> _Exercise_: Please transcribe the listing below in full and word for word, without its pictures.

----- Source material

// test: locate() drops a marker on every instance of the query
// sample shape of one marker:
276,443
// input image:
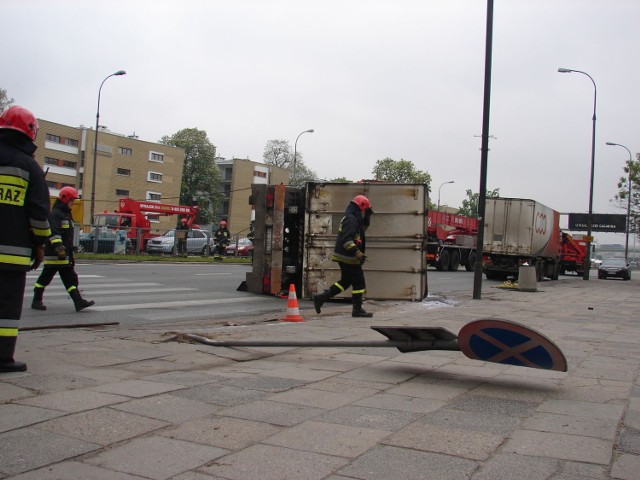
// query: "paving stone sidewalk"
119,403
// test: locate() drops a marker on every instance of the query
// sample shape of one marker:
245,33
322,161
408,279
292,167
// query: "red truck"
132,217
574,249
451,241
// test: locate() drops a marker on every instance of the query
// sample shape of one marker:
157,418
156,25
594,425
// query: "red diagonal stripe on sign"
508,351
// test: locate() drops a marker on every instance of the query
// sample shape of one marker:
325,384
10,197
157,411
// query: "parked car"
243,248
107,239
614,267
199,242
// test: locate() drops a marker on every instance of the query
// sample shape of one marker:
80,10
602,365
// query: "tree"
469,206
201,178
399,171
5,101
278,153
632,171
302,174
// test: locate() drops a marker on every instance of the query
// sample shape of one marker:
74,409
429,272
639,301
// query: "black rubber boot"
358,311
7,349
320,298
79,302
36,303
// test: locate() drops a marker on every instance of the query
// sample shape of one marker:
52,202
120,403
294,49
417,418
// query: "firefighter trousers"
12,284
67,273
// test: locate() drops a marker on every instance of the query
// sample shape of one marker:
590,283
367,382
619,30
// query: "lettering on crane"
541,223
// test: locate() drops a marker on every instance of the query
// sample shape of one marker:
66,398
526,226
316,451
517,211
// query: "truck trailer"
295,233
520,232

----------

> _Solution_:
// test: locate() drops a marker on every instance of the query
// sample shape of one marker:
276,443
// input image:
// query: "paving stone sidewalk"
119,403
// test: locate() drops a marker on every instance of the query
// sample shape of one marker:
245,33
322,161
408,279
292,167
// query: "red truck"
132,217
574,249
451,241
// test: locate() drops a marker on every instance of the query
// sample shape of one marker:
157,418
156,25
594,425
// query: "red diagonal stripe on sign"
508,351
// test: locate() drops a marker on every instance of the query
// sample shape of one marker:
325,384
10,197
157,411
// query: "parked car"
243,248
107,239
614,267
199,242
// test: locate() drops a marker on every instance of the query
// sample shape of one marker:
80,10
602,365
// query: "tree"
469,206
201,178
399,171
5,101
278,153
632,171
302,174
// test: locate() drops a marker on every instance of the query
// sample shape of one marker:
74,409
429,272
639,301
// query: "black rubber boot"
358,311
7,349
320,298
79,302
36,303
// test: locate() drops a marker on every instance of the query
// sample shape of one marker:
52,202
120,403
294,49
417,418
// query: "firefighter trousers"
12,284
67,273
// test: locate() drops a marker on every instance of the query
// sample shape of one marker:
590,283
367,382
619,30
// query: "lettering on crane"
541,223
// test: locate() drops a marker on every instance of the query
// sample shape of one marker:
66,398
526,226
316,451
517,211
// query: "truck trailer"
295,233
520,232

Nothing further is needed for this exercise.